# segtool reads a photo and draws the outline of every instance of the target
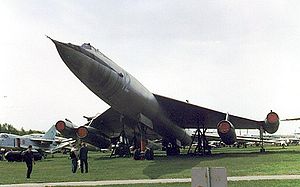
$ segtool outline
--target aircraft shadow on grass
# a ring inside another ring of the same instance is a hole
[[[143,174],[150,179],[160,178],[162,175],[180,173],[198,165],[200,157],[180,156],[156,156],[152,163],[143,170]]]
[[[180,156],[173,156],[173,157],[166,157],[166,156],[156,156],[155,159],[152,161],[152,164],[147,166],[143,170],[143,174],[148,176],[150,179],[157,179],[161,176],[168,176],[169,174],[178,173],[178,177],[180,177],[180,173],[184,170],[189,170],[191,173],[191,169],[193,167],[201,167],[199,164],[202,161],[211,161],[217,160],[222,158],[249,158],[249,157],[258,157],[262,154],[300,154],[299,151],[267,151],[265,153],[259,152],[248,152],[248,153],[217,153],[211,156],[189,156],[189,155],[180,155]],[[204,165],[203,167],[206,167]],[[182,174],[184,175],[184,174]]]

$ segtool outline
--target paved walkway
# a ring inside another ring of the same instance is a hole
[[[300,179],[300,175],[265,175],[265,176],[239,176],[227,177],[228,181],[245,180],[288,180]],[[0,187],[46,187],[46,186],[104,186],[113,184],[149,184],[149,183],[188,183],[191,178],[183,179],[139,179],[139,180],[106,180],[106,181],[83,181],[83,182],[53,182],[53,183],[25,183],[7,184]]]

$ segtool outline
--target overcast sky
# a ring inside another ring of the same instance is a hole
[[[47,130],[108,109],[45,35],[90,42],[153,93],[257,120],[300,116],[297,0],[0,3],[0,123]]]

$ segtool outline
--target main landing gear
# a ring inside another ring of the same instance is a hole
[[[124,130],[120,133],[120,136],[118,138],[112,140],[112,145],[113,147],[110,158],[113,156],[130,156],[130,144]]]
[[[154,152],[153,149],[146,148],[144,152],[141,151],[140,148],[136,149],[133,153],[134,160],[153,160],[154,159]]]
[[[153,149],[146,147],[147,140],[146,140],[146,130],[147,128],[142,124],[139,124],[140,127],[140,147],[137,148],[133,152],[133,159],[134,160],[153,160],[154,159],[154,152]],[[136,146],[138,147],[138,146]]]
[[[180,147],[176,144],[176,140],[174,140],[174,141],[169,141],[169,140],[163,141],[163,150],[166,151],[167,156],[180,155]]]

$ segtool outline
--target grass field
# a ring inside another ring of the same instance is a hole
[[[54,158],[38,161],[32,178],[25,179],[25,163],[0,162],[0,184],[27,182],[60,182],[114,179],[190,178],[192,167],[226,167],[228,176],[300,174],[300,146],[267,147],[268,152],[259,153],[258,147],[221,148],[209,157],[181,155],[166,157],[163,154],[152,161],[135,161],[132,158],[109,158],[108,153],[89,154],[90,172],[71,172],[68,155],[56,154]],[[285,180],[284,180],[285,181]],[[248,185],[249,183],[249,185]],[[265,185],[258,185],[263,184]],[[276,186],[278,181],[230,182],[230,186]],[[284,184],[299,183],[286,180]],[[162,184],[162,186],[185,186],[185,184]],[[122,187],[126,185],[121,185]],[[132,185],[130,185],[132,186]],[[144,186],[144,185],[138,185]],[[145,185],[147,186],[147,185]],[[148,186],[160,186],[158,184]],[[190,186],[190,184],[186,184]],[[282,185],[281,185],[282,186]],[[286,185],[283,185],[286,186]],[[291,186],[297,186],[295,184]],[[116,186],[114,186],[116,187]]]
[[[229,187],[298,187],[300,180],[266,180],[228,182]],[[111,185],[101,187],[191,187],[191,183]]]
[[[228,182],[229,187],[298,187],[300,180],[266,180]],[[111,185],[101,187],[191,187],[191,183]]]

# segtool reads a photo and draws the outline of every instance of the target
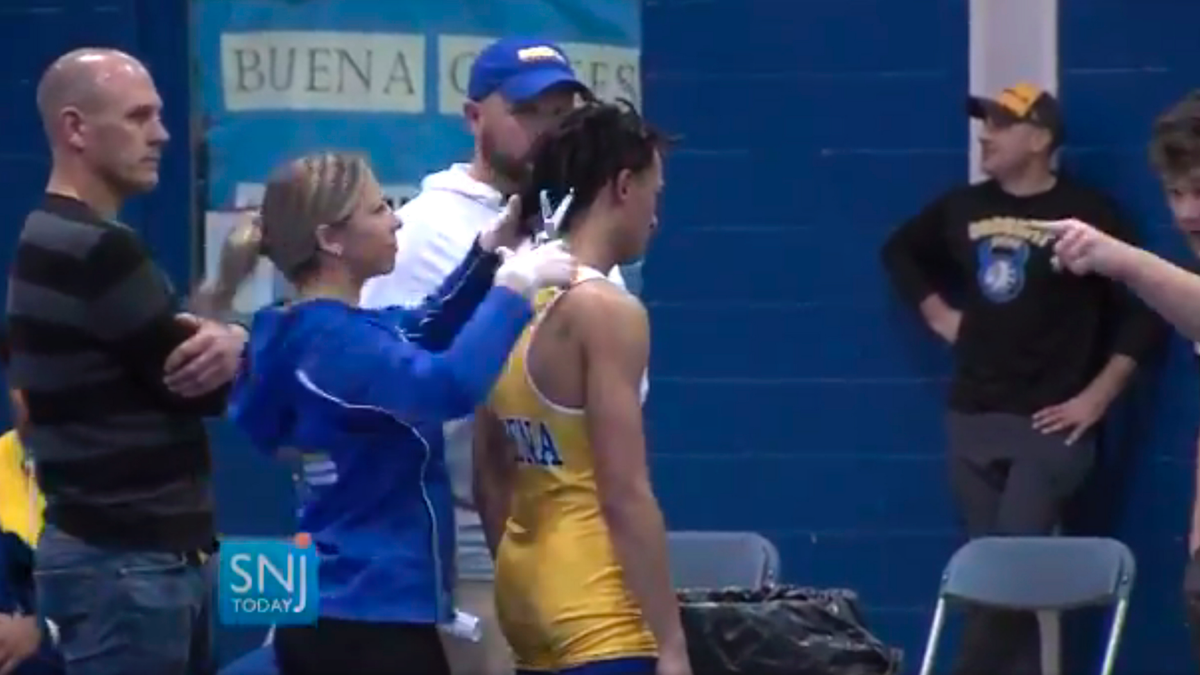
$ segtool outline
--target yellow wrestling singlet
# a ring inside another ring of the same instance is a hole
[[[603,279],[583,268],[573,285]],[[538,323],[559,297],[537,297],[489,401],[517,453],[496,611],[518,666],[533,670],[656,654],[600,512],[584,411],[546,400],[526,370]]]

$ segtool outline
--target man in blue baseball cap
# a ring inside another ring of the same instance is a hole
[[[400,208],[396,268],[363,289],[364,307],[420,302],[466,255],[480,230],[495,220],[506,195],[528,171],[529,148],[591,92],[576,77],[558,45],[539,39],[502,38],[485,47],[471,66],[463,115],[475,139],[468,163],[430,174],[421,192]],[[618,268],[609,276],[624,285]],[[457,521],[455,601],[480,619],[482,639],[446,641],[455,675],[512,672],[508,644],[495,621],[492,558],[471,485],[471,419],[446,425],[446,463]]]
[[[463,113],[475,136],[476,161],[502,192],[516,189],[529,146],[589,95],[562,49],[551,42],[502,38],[471,65]]]
[[[467,98],[482,101],[499,92],[513,102],[537,98],[548,89],[586,92],[575,77],[566,53],[551,42],[525,38],[502,38],[475,57]]]

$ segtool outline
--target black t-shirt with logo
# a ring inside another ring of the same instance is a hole
[[[1144,360],[1165,334],[1119,284],[1053,268],[1052,237],[1031,224],[1064,218],[1133,240],[1109,199],[1065,177],[1027,197],[995,181],[953,190],[888,239],[901,295],[940,293],[962,310],[952,409],[1032,414],[1078,394],[1114,353]]]

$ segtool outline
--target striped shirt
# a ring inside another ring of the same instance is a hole
[[[47,195],[17,242],[8,285],[9,385],[46,496],[46,522],[100,546],[208,550],[203,417],[227,388],[185,399],[163,384],[192,329],[128,227]]]

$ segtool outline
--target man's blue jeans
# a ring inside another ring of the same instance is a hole
[[[47,526],[38,611],[58,626],[68,675],[211,675],[212,564],[100,548]]]

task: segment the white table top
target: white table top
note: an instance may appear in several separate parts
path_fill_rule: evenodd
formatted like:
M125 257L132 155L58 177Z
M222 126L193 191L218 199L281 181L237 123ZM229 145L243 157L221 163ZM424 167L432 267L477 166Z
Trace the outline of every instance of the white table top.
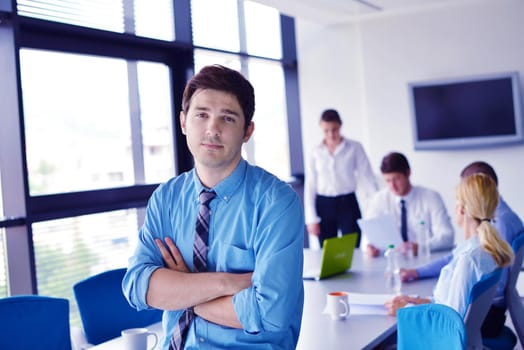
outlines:
M304 250L304 269L318 266L321 251ZM442 254L437 254L440 256ZM432 255L435 258L435 255ZM416 266L417 259L404 261ZM353 264L346 274L322 281L304 281L304 312L298 340L298 350L372 349L396 330L396 318L387 315L351 315L343 321L333 321L322 313L326 294L332 291L355 293L388 293L384 282L385 258L368 258L357 249ZM436 279L405 283L403 294L431 295ZM163 336L161 323L147 327L159 337ZM156 349L159 349L158 346ZM90 350L124 350L120 337L91 347Z
M304 269L319 264L321 251L304 250ZM442 254L432 255L432 258ZM352 315L333 321L322 313L326 294L333 291L387 294L384 281L384 257L368 258L355 250L349 272L322 281L304 281L305 299L298 350L373 349L396 330L396 318L387 315ZM405 267L421 264L417 258L402 261ZM402 294L429 296L436 279L419 280L402 285ZM351 301L350 301L351 303Z

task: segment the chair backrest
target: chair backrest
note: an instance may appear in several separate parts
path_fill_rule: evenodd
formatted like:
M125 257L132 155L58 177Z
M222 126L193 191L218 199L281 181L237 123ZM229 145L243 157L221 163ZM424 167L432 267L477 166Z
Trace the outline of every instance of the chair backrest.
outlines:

****************************************

### EXERCISE PROMPT
Report every line of the preceding listing where the string "Trace" occurs.

### ANSWER TO THIS TASK
Trace the outline of every instance of the white table top.
Trace the outline of every instance of the chair backrest.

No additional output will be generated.